Many hospices during the early stages of the pandemic quickly ramped up their telehealth to ensure continuity of care while limiting spread of the virus, often using consumer communications platforms such as Skype or Zoom to engage with patients and families remotely. To help facilitate this, HHS’ Office of Civil Rights suspended some requirements related to protected health information under the Health Insurance Portability and Accountability Act (HIPAA). In the long term, however, hospices would need to invest in systems that were fully HIPAA compliant. 

“There are some platforms that are available out there that are HIPAA compliant. As we’re looking at the flexibilities during the pandemic, that should give providers enough time to get themselves set up for what could happen after,” Judi Lund Person, vice president for regulatory and compliance at NHPCO, told Hospice News. 

NHPCO recommended that CMS sustain some additional 1135 waivers that are unrelated to telehealth, such as flexibilities related to hospice aide competency testing, and asked CMS to consider establishing a dedicated Medicare benefit for community-based palliative care. 

“Certainly one of the things we are looking at is all of the patients that could be served by a community-based palliative care approach. They don’t have to go to the hospital and don’t have to take beds that are now being used for patients who need inpatient care,” Lund Person said. “This would allow employers to bring employees back to work, and we could make sure that patients and their families have some care at home. That would bring economic recovery to some of the health care providers who are struggling.”

● **GIVEN DATA**:
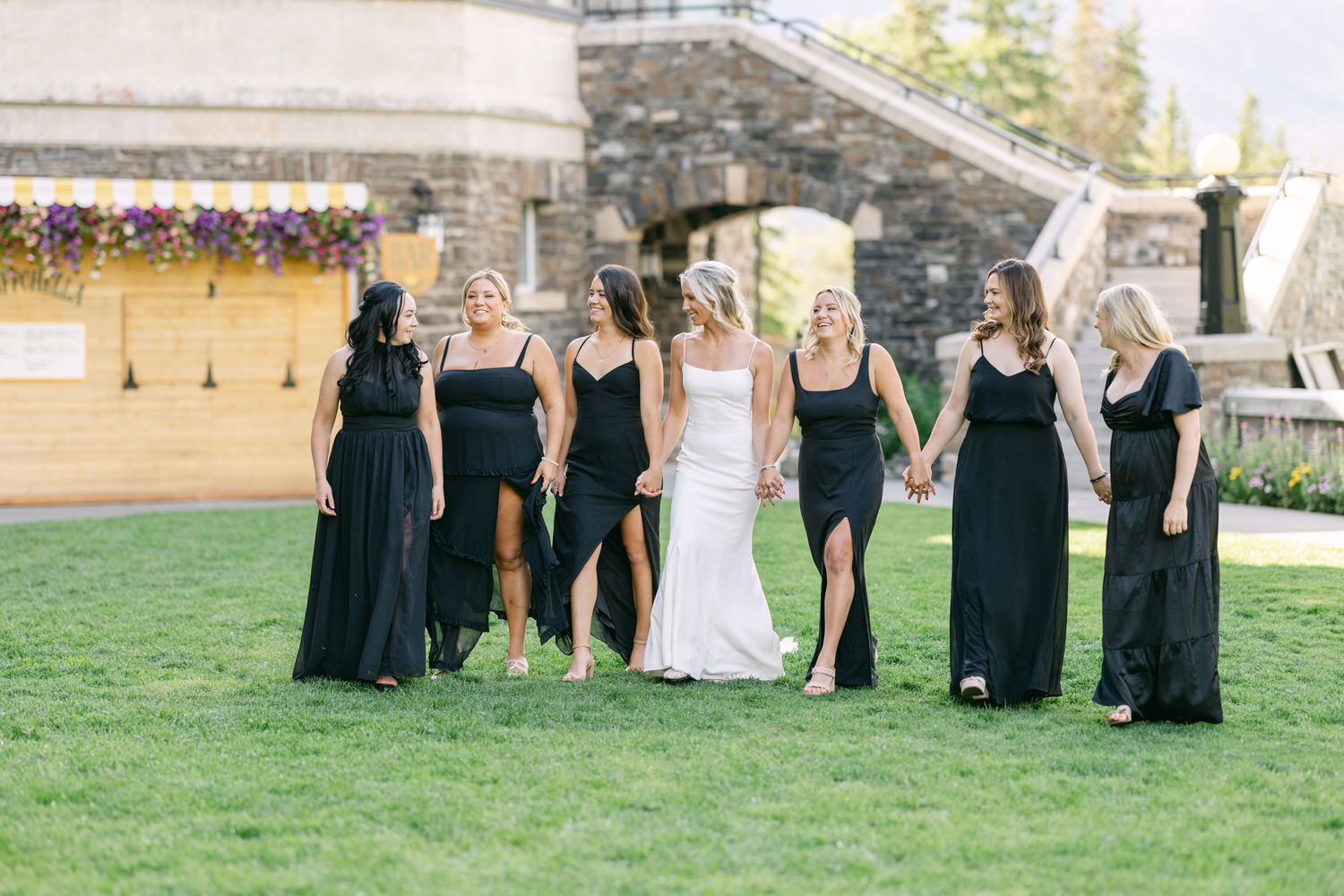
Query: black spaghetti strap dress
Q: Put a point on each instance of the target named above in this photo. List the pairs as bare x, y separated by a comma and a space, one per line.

● **PROBLEM SET**:
[1] Using the hospice article, decide whether each statement agrees with it. Answer yes or no for each, and quote the deciding words of the text. (a) HHS’ Office of Civil Rights suspended some HIPAA-related requirements. (b) NHPCO asked CMS to end the 1135 waivers that are unrelated to telehealth. (c) Judi Lund Person is the president of NHPCO.
[2] According to the hospice article, which consumer communications platforms did hospices often use to engage with patients and families remotely?
[3] Reproduce word for word the portion of the hospice article that begins at the words "Many hospices during" and ends after "fully HIPAA compliant.".

● **ANSWER SET**:
[1]
(a) Yes: "HHS’ Office of Civil Rights suspended some requirements related to protected health information under the Health Insurance Portability and Accountability Act (HIPAA)"
(b) No: "NHPCO recommended that CMS sustain some additional 1135 waivers that are unrelated to telehealth"
(c) No: "Judi Lund Person, vice president for regulatory and compliance at NHPCO"

[2] Skype or Zoom.

[3]
Many hospices during the early stages of the pandemic quickly ramped up their telehealth to ensure continuity of care while limiting spread of the virus, often using consumer communications platforms such as Skype or Zoom to engage with patients and families remotely. To help facilitate this, HHS’ Office of Civil Rights suspended some requirements related to protected health information under the Health Insurance Portability and Accountability Act (HIPAA). In the long term, however, hospices would need to invest in systems that were fully HIPAA compliant.